**Problem set**.
• A. Set down, word for word, the part of the daylily seed passage that opens with the words containing "However, if you" and closes with "from now on.".
• B. Resume the daylily seed passage, carrying it on from its final sentence.

SOWING SEEDS:  Everyone has a slightly different idea.   I sow mine straight into the soil in a big pot (14 inches, often square). Four to a pot, or 8 to a pot if I intend to thin them out in a years' time.   Some poeple put their seeds in the crisper for a couple of months (especially if both daylily parents are the dormant type daylilies).  There are dormant, evergreen and semi-evergreen daylilies.  Sometimes it can be extremely difficult to categorize they degree of dormancy of a certain daylily (it can vary in different climates).

You will reach your goals more quickly than I, if you sow many more seeds than the  500 which I  now sow.  Three thousand seeds per year would be a good *start*, if you are deadly serious about hybridising.
However, if you
*pay close attention* to what happens in a small seedling patch, then you will learn some surprising things!  *Keeping records* of the outcomes of crosses has been a big help to me, and influences the way I make decisions in the future.  Many people have told me that *luck* plays a big part.  I think that *planning* our crosses is more helpful that depending on luck alone----some people disagree with me there.
Update 2021:  I am now over rather elderly, I'm sowing fewer seeds per year.  And I'll only be registering around two a year from now on.

**Record excerpts**.
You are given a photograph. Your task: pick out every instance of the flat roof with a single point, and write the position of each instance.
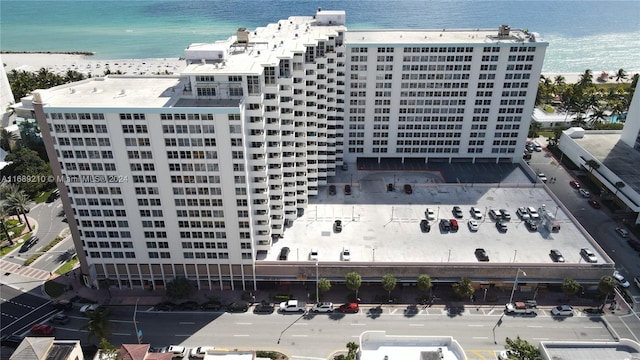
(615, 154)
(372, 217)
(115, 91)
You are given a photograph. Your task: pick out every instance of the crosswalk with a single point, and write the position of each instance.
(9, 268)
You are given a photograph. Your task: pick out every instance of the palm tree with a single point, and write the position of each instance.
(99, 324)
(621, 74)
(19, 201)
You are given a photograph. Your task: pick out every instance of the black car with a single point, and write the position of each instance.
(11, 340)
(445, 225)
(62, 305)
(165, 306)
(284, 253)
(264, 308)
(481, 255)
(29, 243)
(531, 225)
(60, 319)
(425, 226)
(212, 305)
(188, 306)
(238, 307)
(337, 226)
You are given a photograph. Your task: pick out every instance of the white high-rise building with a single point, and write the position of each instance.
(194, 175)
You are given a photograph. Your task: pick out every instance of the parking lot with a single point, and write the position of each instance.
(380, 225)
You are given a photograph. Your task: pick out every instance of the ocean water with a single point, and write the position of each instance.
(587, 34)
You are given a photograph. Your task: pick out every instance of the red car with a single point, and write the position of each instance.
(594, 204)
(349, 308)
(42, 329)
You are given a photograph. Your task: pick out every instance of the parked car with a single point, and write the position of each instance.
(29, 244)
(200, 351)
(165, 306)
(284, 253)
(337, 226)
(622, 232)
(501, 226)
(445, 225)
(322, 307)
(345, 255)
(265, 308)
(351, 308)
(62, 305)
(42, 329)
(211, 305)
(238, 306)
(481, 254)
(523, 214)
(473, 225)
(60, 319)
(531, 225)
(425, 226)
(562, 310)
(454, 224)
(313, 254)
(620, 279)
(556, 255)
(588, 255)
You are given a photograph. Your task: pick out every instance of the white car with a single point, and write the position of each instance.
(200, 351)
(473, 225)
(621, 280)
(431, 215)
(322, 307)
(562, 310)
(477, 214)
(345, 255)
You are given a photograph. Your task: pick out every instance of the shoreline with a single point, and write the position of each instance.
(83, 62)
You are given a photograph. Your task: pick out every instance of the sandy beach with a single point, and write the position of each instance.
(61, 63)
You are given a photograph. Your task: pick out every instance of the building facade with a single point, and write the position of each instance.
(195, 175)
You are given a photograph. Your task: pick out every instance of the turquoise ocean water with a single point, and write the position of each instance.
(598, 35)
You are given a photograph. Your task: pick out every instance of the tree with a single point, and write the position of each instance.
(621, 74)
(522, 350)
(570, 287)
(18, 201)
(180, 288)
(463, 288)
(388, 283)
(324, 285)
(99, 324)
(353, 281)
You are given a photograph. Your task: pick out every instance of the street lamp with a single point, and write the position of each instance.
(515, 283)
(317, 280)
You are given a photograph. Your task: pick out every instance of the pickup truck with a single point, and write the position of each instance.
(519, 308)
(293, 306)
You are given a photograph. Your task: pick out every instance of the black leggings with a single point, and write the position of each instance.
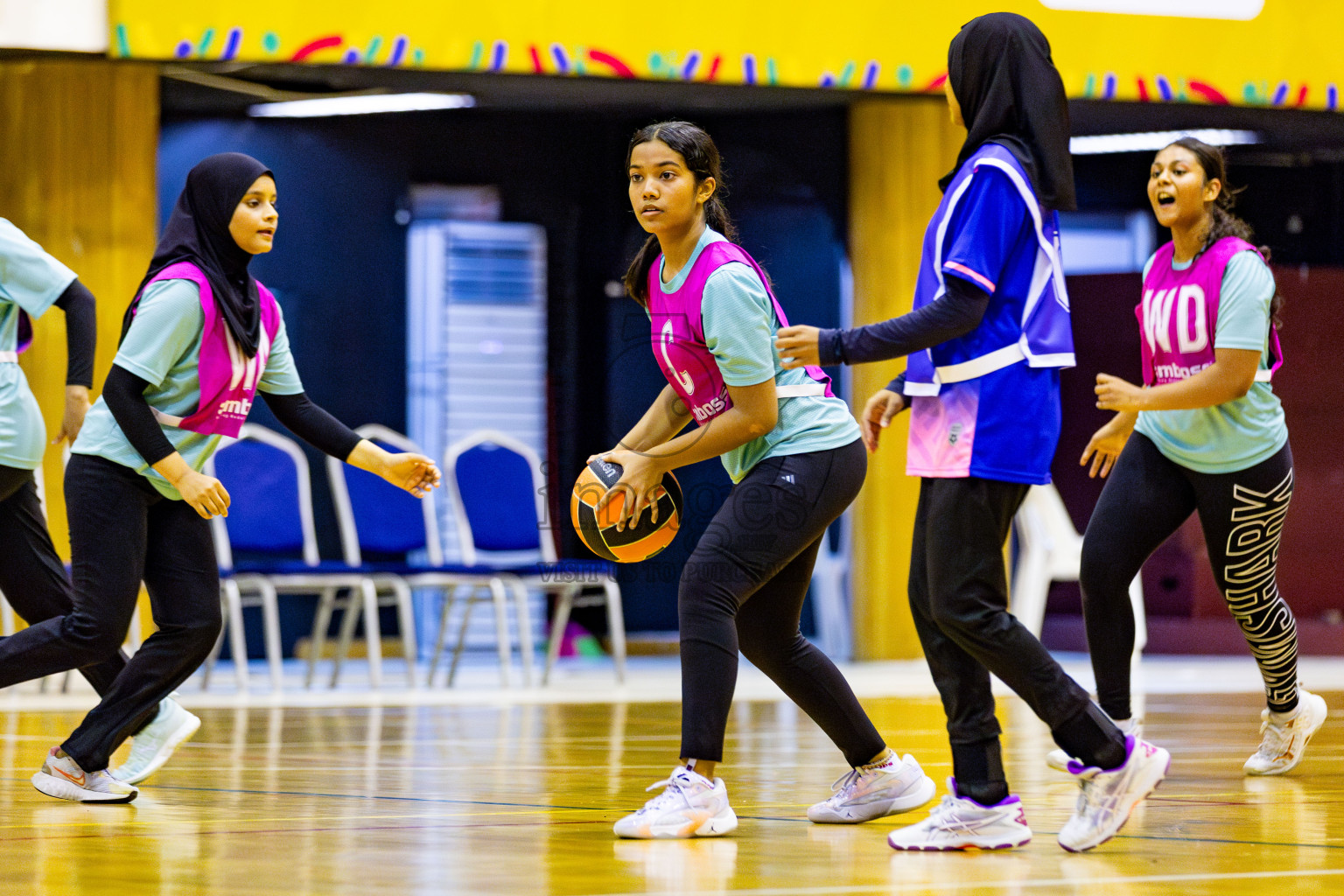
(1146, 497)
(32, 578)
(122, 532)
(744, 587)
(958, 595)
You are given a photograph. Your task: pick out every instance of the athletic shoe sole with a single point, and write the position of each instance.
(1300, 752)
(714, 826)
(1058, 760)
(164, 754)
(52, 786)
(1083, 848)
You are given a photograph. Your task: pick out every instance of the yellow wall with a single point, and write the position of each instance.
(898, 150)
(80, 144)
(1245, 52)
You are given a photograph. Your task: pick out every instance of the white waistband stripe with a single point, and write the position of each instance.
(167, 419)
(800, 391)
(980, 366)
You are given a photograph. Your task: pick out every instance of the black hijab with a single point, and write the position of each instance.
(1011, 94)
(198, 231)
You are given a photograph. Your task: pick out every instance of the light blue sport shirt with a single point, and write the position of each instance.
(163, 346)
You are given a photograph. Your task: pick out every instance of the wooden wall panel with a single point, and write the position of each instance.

**Responses**.
• A.
However, if you
*pay close attention* to what happens in a small seedling patch, then you will learn some surprising things!  *Keeping records* of the outcomes of crosses has been a big help to me, and influences the way I make decisions in the future.  Many people have told me that *luck* plays a big part.  I think that *planning* our crosses is more helpful that depending on luck alone----some people disagree with me there.
Update 2021:  I am now over rather elderly, I'm sowing fewer seeds per year.  And I'll only be registering around two a year from now on.

• B.
I will most likely be be registering roughly only 2 seedlings per year (some years when water is really scarce I won't be registering any.   Below are the guide-lines for judging seedlings,  which have been given to me by big hybridisers:

Firstly, make sure that your seedlings are growing in good soil, and that you water them well in the bloom season.  If you don't do this, you will get inferior blooms, and therefore, a false picture of each seedling's potential.  Secondly, you could ask the opinion of a friend  who is a daylily judge, or very experienced hybridiser.   Get *two* opinions, if possible.  Thirdly, after a few years hybridising, you will want to make the decisions yourself.  Some people will believe that you should not have registered your seedling, however, if it grows well, is vigorous, and sells well to the general gardening public, then registering it was probably the correct thing to do.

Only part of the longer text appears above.